(Stored items from a collection)
——————

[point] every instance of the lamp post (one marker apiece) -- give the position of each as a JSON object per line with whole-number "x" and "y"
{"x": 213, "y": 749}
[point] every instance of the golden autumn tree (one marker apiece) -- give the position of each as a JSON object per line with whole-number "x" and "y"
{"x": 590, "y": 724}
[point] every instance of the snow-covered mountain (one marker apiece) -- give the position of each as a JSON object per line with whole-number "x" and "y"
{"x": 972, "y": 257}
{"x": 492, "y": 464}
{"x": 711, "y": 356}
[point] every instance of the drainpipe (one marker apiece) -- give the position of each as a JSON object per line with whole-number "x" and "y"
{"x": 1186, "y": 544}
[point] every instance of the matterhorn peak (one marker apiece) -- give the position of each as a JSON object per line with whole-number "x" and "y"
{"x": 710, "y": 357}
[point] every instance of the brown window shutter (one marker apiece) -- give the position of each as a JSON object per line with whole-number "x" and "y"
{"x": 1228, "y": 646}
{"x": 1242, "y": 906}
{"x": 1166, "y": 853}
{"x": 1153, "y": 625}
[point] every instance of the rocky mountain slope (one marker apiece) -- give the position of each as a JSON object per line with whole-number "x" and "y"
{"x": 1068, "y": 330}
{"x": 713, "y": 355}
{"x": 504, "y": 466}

——————

__WORK INSTRUCTIONS__: Whatever the entries above contain, reproduce all of them exactly.

__TASK OUTPUT__:
[point] every instance of the lamp post (one marker apiece) -- give the position of each as a JSON object per line with whole-number "x" and "y"
{"x": 213, "y": 749}
[point] every instance of the golden autumn tree (one marker apiece) -- give the position of each as a JSON object per line with whole-number "x" and "y"
{"x": 590, "y": 724}
[point] every instance of the snow-covered mountain (one marker apiece) -- give the position of each as a JSON object per line with whole-number "x" and "y"
{"x": 972, "y": 257}
{"x": 492, "y": 464}
{"x": 711, "y": 356}
[point] every instance of the drainpipe (one marker apiece) -- give the position of each as a JSON object per line with whole-number "x" and "y"
{"x": 1186, "y": 544}
[point] every instance of the matterhorn peak (one marker apiece) -- give the position of each as a JSON object per line with whole-number "x" and "y"
{"x": 710, "y": 357}
[point] every instance of the brown window shutter (one marker apiece) -- give the position of each as a JSON object per line with whole-number "x" and "y"
{"x": 1228, "y": 646}
{"x": 1242, "y": 906}
{"x": 1166, "y": 853}
{"x": 1153, "y": 625}
[point] every instance of the rocky mountain slope (one marker apiece) -- give the position of each as a JSON object per line with whole-number "x" and "y"
{"x": 1068, "y": 330}
{"x": 713, "y": 355}
{"x": 504, "y": 466}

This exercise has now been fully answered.